• **PROMPT A**
Answer these about the commentary on Steve McNair:
(i) What did McNair have surgery to repair?
(ii) Whose injury led McNair to play anyway?
(iii) Which team's players told of hearing McNair wheeze through the wire?
• **PROMPT B**
Reproduce the McNair commentary from "Later, the Pittsburgh" up to and including "of the game.".

• **SELECTED PASSAGE**
========================================

Commentary:In His Football Career,McNair was a pro’s pro

Sunday, July 5, 2009 |

There was the time Steve McNair underwent surgery to repair a broken chest bone. Doctors inserted wire to help the bone heal and sent him off to recover.


Under no circumstances was McNair to play football. But then Neil O’Donnell got hurt, and McNair did what he always did. He answered the bell for his teammates and his franchise and his coaches and the people who cared about the Tennessee Titans.

Later, the Pittsburgh Steelers would tell of hitting McNair and hearing him wheeze through the wire, hearing him groan and then watching him get up and run another play. McNair was in unimaginable pain that afternoon, yet he wouldn’t come out of the game.

He led the Titans to a victory, and that was around the time he had talked to Jeff Fisher about quitting football because he was tired of being booed, tired of being the guy who was never quite good enough.

========================================

• **DATA LISTING**
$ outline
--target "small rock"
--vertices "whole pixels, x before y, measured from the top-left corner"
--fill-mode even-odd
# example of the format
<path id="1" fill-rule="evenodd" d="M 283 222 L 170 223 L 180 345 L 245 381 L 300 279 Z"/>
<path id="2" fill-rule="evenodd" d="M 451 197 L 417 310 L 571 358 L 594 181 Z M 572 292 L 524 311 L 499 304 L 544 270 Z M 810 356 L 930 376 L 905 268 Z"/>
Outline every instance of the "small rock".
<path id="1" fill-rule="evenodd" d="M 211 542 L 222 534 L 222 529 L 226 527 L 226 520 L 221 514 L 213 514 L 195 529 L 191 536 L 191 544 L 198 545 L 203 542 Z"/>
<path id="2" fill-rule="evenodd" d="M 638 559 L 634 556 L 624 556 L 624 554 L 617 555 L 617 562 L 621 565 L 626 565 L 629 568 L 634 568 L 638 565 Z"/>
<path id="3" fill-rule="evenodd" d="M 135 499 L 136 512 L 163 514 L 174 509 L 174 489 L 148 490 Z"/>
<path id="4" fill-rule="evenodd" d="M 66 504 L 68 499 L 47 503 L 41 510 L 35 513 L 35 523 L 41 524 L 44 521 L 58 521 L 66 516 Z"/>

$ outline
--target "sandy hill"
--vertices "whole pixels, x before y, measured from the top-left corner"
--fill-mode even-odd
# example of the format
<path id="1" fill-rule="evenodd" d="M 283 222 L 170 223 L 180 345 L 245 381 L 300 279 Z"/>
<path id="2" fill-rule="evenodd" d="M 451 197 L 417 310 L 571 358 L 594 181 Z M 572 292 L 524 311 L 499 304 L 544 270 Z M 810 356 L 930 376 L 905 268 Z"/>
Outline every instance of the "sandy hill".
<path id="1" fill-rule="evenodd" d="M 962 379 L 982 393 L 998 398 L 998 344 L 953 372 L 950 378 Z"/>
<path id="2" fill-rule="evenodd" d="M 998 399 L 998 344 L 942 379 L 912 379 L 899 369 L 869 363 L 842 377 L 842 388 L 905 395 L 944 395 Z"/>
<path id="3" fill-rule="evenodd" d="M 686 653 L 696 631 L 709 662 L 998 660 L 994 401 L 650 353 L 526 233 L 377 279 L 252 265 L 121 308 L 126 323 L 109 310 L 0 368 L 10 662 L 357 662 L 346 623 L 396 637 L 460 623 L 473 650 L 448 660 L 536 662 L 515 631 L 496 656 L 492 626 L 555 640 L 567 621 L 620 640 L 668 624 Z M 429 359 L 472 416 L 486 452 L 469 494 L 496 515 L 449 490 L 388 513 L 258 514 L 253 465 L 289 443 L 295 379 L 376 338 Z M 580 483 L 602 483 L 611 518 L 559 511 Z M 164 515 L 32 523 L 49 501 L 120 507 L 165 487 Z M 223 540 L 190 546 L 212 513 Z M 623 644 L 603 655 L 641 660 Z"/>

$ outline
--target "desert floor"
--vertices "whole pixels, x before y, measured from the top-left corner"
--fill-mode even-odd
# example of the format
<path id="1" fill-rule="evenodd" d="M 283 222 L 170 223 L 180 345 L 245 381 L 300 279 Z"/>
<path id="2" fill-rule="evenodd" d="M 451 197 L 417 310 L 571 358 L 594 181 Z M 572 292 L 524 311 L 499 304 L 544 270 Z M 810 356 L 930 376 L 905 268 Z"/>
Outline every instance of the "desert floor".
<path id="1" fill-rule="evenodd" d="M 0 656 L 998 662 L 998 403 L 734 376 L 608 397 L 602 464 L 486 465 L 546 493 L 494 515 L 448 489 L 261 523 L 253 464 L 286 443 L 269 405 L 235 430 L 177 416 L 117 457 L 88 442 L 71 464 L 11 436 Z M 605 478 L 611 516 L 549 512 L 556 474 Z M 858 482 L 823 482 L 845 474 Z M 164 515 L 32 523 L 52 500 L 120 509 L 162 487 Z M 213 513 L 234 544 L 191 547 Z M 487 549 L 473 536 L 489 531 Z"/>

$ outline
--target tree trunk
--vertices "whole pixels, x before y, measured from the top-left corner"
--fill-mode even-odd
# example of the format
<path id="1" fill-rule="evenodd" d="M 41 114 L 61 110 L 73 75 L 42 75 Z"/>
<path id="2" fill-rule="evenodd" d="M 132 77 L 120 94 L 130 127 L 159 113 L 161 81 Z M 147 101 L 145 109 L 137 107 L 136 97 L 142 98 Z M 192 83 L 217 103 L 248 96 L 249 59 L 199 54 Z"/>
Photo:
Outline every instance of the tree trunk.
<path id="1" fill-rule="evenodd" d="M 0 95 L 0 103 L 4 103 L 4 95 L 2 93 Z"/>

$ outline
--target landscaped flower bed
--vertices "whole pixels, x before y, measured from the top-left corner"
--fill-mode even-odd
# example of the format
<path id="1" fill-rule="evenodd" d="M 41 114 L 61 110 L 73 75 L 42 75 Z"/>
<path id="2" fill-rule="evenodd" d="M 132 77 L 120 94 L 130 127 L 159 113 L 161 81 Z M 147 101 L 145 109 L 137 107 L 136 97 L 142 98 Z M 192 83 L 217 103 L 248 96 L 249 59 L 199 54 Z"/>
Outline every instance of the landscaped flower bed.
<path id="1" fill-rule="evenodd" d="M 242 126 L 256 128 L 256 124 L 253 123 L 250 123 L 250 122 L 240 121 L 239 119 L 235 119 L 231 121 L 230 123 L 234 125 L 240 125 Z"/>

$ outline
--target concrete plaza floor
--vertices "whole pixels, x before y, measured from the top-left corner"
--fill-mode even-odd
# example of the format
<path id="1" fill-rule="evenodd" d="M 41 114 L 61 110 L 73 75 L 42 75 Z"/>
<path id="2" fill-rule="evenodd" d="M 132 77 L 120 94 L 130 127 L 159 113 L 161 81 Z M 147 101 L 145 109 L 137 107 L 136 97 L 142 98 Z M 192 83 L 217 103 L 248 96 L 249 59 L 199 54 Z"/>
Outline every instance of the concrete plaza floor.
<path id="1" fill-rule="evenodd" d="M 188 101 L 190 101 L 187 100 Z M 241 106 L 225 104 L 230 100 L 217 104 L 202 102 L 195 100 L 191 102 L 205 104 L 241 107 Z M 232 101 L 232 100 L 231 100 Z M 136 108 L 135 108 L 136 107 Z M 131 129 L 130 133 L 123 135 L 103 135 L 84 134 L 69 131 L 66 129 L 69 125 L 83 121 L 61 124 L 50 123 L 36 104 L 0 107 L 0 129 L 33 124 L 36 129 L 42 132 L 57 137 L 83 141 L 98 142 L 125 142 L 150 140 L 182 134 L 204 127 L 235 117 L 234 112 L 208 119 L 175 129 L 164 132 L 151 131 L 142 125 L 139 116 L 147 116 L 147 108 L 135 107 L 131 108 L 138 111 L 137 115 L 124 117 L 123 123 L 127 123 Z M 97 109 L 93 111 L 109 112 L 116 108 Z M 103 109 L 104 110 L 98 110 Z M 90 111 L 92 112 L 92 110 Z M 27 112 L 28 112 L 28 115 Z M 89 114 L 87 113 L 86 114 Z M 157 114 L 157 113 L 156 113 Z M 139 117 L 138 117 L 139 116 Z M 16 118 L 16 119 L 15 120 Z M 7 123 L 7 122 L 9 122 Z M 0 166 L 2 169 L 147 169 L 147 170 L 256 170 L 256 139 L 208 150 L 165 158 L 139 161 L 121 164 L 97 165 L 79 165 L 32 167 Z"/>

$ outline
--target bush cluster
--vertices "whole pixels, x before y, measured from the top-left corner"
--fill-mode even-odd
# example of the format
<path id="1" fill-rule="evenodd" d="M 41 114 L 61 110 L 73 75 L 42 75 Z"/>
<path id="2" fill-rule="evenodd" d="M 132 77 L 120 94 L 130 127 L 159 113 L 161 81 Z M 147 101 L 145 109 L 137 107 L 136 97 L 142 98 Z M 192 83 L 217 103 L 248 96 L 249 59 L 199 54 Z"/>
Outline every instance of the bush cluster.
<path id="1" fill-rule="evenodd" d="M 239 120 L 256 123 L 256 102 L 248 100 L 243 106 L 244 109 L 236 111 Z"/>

========================================

• **TASK RESULT A**
(i) A broken chest bone.
(ii) Neil O'Donnell's.
(iii) The Pittsburgh Steelers.

• **TASK RESULT B**
Later, the Pittsburgh Steelers would tell of hitting McNair and hearing him wheeze through the wire, hearing him groan and then watching him get up and run another play. McNair was in unimaginable pain that afternoon, yet he wouldn’t come out of the game.